(Named-object pointing records)
BEGIN
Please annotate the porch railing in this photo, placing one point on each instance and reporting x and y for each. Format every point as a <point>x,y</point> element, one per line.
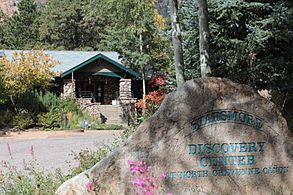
<point>85,94</point>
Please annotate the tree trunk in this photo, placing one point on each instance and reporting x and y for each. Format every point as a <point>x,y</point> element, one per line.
<point>203,38</point>
<point>177,44</point>
<point>142,70</point>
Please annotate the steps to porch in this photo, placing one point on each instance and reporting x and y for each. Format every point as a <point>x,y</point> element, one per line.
<point>112,114</point>
<point>121,114</point>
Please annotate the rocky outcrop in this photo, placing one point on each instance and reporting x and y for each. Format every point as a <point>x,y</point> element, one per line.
<point>212,136</point>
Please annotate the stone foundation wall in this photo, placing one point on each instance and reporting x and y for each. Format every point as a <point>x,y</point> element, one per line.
<point>68,89</point>
<point>123,113</point>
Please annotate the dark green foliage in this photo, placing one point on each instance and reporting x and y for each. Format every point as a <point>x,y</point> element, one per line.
<point>49,120</point>
<point>250,41</point>
<point>20,31</point>
<point>23,121</point>
<point>6,118</point>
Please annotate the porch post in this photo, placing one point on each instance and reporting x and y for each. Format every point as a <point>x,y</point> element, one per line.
<point>68,88</point>
<point>125,89</point>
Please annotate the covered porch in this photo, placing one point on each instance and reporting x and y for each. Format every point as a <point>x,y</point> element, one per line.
<point>101,80</point>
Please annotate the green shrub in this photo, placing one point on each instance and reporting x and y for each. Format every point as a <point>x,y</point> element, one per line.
<point>88,158</point>
<point>48,120</point>
<point>23,121</point>
<point>31,181</point>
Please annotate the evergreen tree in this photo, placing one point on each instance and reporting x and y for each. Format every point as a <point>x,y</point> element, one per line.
<point>20,30</point>
<point>249,44</point>
<point>137,36</point>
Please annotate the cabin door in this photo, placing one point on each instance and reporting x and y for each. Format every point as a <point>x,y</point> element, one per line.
<point>100,92</point>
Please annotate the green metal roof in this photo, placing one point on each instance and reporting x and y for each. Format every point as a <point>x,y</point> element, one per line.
<point>99,56</point>
<point>107,74</point>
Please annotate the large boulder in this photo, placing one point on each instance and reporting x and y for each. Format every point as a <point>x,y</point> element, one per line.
<point>212,136</point>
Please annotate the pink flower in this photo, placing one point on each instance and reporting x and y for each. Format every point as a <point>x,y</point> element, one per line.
<point>144,178</point>
<point>90,186</point>
<point>32,151</point>
<point>9,150</point>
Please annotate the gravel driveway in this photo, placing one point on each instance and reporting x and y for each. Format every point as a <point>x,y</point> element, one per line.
<point>51,149</point>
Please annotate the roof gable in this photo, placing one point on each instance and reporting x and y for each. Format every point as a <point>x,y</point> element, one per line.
<point>73,60</point>
<point>99,56</point>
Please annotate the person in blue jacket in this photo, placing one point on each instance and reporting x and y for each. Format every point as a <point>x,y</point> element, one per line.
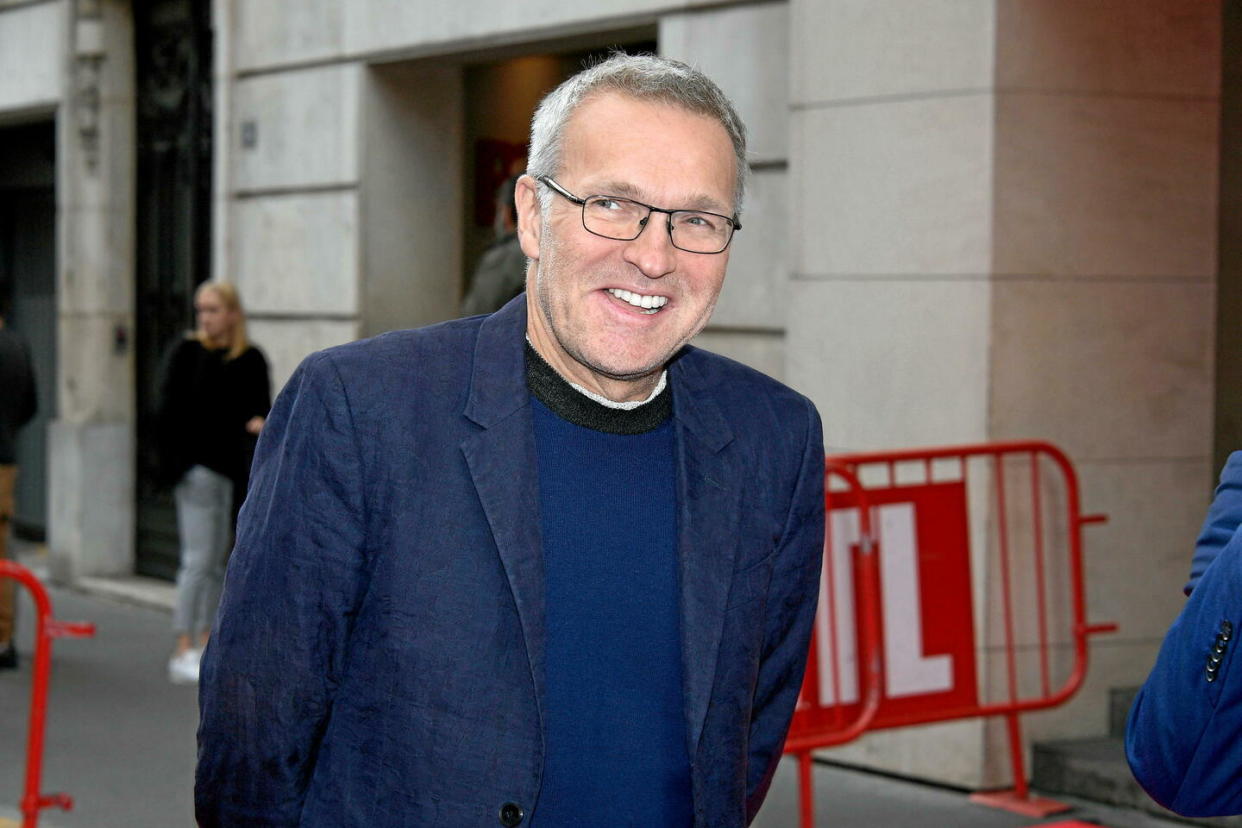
END
**WRITTEN PROBLEM**
Please write out again the part of the records that opens with the line containing "Please annotate the porch post" and closes with the line containing "<point>125,89</point>", keeping every line in it. Multiply each x and y coordinate in the answers by 2.55 and round it to a whole number, with halves rounding up.

**OUTPUT OF THE EXERCISE**
Please annotate the porch post in this photo, placing one point on each instance and reporting x and y for each. Format every point as a <point>x,y</point> element, one per line.
<point>173,224</point>
<point>319,227</point>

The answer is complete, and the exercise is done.